Text section →
________

Several animal characters play small but key roles. The one that leaves a lasting impression is giant Micronesian fruit bat Roberto, for his fashion sense, dramatic timing, and what may or may not be ability to speak. Bats typically only make appearances in vampire novels, and then usually as anonymous window dressing. To have one appear against type in an angel novel, and have lines and toss in a significant childhood memory for good measure, was inspired.

The bane of aspiring writers everywhere (or perhaps, only this one) is critics who hunger to slap down the faintest sign of so-called backstory dump at the beginning of the novel, based on the belief that reader willingness to continue with the story is increased if they know only the stingiest scraps about what happened to the characters before it began (or something like that; Apprentice Writer doesn’t claim to be impartial in this regard). In this case, the author has come up with a creative way to avoid infodumping at the start yet provide insight into earlier developments. He omits chapter 13, and instead provides descriptions of telling childhood snapshots from various characters’ family photo albums. This brings the narrative pace briefly to a halt, but illuminates the relevant characters’ typical adult behavior.


What Doesn’t
The author’s brand of humor is pronounced and consistent to the end; readers will immediately be either attracted or repelled. The good thing about this is that those who don’t appreciate it will know so in a matter of paragraphs, and thus need not waste their time.

The title makes clear that the content touches on religious themes, which include a celestial being, miracles, and nature of life after death. Readers with a finely-tuned sacred threshold will need to judge whether to venture in or leave the book untouched. Should it make a difference to such evaluation, readers can note that although at times expressed in unorthodox fashion, a number of characters’ conversation, thoughts and acts do reveal that they have faith.


Overall
The book is very much written from a man’s point of view. A fair amount of interaction is devoted to competition between male characters no matter what other pressing issues claim attention, and to what lengths men will go for even a slight chance of hooking up with someone. In one scene, three characters have a serious conversation while an unknown woman sits coincidentally between them and they stare at her chest, described as ‘sweatercakes’, ‘wooly mounds of intrigue’, ‘speakerphones’, and ‘waiting for an answer from the d├ęcolletage oracle’. In another, a group of women exercise at ‘Bulges’, and after witnessing part of a marital dispute that ends in altercation, decide as one that the husband is in the wrong and whip out their phones simultaneously to report him. In a third, a dumped man sees his ex at a party and rhetorically asks his friend to confirm that she looks good. The friend considers “…the heels, the stockings, the makeup, the hair, the lines of her suit, her nose, her hips - and felt like he was looking at a sports car that he could not afford, would not know how to drive, and he could only envision himself entangled in the wreckage of, wrapped around a telephone pole. ‘Her lipstick matches her shoes’, Theo said by way of not really answering his friend.”

________

Problems →
[a] In the book review, rewrite the passage from "What Doesn’t" up to and including "waste their time.", changing "paragraphs" to "pages".
[b] Check each statement against the book review. Answer yes or no, and quote the words from the review that decide it. (i) The author leaves out chapter 13. (ii) The family photo album descriptions speed up the narrative pace. (iii) Roberto is a giant Micronesian fruit bat.
[c] Carry on the book review from its last sentence.

________

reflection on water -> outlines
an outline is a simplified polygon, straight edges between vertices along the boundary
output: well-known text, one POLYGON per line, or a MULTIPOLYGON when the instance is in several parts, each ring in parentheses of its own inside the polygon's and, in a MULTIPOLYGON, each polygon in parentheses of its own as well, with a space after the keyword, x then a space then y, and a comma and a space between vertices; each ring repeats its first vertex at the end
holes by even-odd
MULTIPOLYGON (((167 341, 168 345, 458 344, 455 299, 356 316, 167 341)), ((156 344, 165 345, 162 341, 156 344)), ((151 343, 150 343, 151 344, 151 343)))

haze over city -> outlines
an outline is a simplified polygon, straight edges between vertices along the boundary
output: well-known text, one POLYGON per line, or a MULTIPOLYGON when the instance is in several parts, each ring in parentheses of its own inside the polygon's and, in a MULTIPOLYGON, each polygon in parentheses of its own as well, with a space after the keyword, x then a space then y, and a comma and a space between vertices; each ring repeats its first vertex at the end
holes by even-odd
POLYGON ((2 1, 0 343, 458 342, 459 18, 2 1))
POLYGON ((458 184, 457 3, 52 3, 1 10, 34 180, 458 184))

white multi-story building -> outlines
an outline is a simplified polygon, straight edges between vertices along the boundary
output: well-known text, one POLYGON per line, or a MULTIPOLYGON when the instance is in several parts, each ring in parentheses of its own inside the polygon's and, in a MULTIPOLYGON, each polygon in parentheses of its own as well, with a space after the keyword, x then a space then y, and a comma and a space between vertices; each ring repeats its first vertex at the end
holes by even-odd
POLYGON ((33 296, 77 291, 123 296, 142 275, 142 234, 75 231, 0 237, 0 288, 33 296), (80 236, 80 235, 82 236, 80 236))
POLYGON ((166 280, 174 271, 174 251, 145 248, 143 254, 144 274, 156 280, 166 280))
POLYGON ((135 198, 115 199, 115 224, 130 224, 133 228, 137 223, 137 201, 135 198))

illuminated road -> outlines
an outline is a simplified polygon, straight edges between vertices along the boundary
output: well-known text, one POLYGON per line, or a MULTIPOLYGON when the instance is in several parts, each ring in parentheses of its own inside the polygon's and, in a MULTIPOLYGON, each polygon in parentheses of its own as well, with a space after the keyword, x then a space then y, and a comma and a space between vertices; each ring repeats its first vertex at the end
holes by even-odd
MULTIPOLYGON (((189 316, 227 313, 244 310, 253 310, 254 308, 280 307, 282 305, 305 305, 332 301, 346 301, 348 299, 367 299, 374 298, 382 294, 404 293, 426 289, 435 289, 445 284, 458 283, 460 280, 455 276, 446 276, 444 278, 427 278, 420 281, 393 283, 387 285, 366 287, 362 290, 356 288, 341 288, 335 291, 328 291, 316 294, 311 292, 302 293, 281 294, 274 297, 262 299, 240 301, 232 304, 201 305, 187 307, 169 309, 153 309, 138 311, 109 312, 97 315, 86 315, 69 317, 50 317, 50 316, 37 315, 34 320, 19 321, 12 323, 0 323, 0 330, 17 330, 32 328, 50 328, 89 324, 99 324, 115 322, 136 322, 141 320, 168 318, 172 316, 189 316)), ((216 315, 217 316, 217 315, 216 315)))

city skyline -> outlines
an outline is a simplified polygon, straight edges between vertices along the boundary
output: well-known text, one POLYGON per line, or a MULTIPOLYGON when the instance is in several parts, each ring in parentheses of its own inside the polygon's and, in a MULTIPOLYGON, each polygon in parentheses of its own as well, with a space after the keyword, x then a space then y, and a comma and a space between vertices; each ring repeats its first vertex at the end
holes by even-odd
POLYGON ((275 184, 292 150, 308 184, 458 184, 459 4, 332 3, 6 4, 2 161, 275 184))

________

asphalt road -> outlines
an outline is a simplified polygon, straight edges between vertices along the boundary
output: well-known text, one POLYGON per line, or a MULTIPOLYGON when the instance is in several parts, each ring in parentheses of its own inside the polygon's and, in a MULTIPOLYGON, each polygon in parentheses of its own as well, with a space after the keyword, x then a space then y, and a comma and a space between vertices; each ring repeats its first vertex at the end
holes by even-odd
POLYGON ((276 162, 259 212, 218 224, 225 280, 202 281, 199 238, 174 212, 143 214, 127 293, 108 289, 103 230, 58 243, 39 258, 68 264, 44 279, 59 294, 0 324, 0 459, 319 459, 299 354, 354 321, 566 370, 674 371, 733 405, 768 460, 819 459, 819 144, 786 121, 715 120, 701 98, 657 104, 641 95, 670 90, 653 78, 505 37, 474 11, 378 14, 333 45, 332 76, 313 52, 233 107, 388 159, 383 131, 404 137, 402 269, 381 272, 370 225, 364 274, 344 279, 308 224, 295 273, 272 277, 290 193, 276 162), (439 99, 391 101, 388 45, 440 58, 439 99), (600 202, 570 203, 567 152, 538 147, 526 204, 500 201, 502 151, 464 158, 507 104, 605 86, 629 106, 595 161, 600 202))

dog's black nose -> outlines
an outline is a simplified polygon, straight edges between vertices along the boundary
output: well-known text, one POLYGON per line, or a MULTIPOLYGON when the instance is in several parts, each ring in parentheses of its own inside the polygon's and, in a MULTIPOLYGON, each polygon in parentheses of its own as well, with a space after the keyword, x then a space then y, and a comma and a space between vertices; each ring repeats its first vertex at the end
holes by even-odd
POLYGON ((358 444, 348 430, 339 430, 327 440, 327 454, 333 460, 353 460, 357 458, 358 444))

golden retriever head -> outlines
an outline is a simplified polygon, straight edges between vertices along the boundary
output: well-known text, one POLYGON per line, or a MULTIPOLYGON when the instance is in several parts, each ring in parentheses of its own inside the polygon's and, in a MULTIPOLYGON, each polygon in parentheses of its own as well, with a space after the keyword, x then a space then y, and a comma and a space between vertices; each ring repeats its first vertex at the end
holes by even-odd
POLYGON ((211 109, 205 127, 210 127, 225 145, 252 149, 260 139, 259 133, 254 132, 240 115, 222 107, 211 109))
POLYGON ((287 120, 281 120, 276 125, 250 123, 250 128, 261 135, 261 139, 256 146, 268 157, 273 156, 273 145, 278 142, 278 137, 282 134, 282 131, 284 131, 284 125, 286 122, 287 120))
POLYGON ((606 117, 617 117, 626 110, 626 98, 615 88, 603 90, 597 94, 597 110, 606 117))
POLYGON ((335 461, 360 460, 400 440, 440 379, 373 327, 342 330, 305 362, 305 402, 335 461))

________

Replies →
[a]
What Doesn’t
The author’s brand of humor is pronounced and consistent to the end; readers will immediately be either attracted or repelled. The good thing about this is that those who don’t appreciate it will know so in a matter of pages, and thus need not waste their time.

[b]
(i) Yes: "He omits chapter 13"
(ii) No: "This brings the narrative pace briefly to a halt"
(iii) Yes: "giant Micronesian fruit bat Roberto"

[c]
But does it make you laugh? YES!
Christopher’s Moore’s sense of humor may be warped, but it is abundant and original. Who else would describe over-enthusiastic Christmas decoration as making “….the little chapel (resemble) the nest of a color-blind Ewok (where) guests would be in danger of being asphyxiated in a festive dungeon of holiday bondage”? The angel suffers from lack of authority with droll results, and parts of the final battle are hysterically funny. Make no mistake: “hysterical” is an adjective Apprentice Writer keeps under lock and key, and allows out only on very rare occasions. Here, it is justified. She will never again assume that Christmas carols are necessarily motivated by simple joy in the season.

4 comments:

Christine d'Abo said...

This sounds interesting. I usually try to pick up at least one Christmas book in December to read. I may give this one a shot.

M. said...

hi christine
if you do, let me know what you think! hope to see you on saturday

Wylie Kinson said...

Hi m!
I read a Christopher Moore last year (LAMB...) and really enjoyed his humor.
I want to say I'll pick this up, but my TBR pile is tipping over under its own weight, so this one will have to wait until next years holiday reading.
But thanks for the review and recommend -- this one sounds right up my alley. I'm so sick of all the PCness in today's writing. Give me something humorously offensive already ;P

M. said...

Hi Wylie
Know what you mean about the TBR pile *sigh*

I think I've heard of Lamb - that's the that sort of like Monty Python's "Life of Brian", right? From this first Moore book, I was certainly encouraged to pick up another.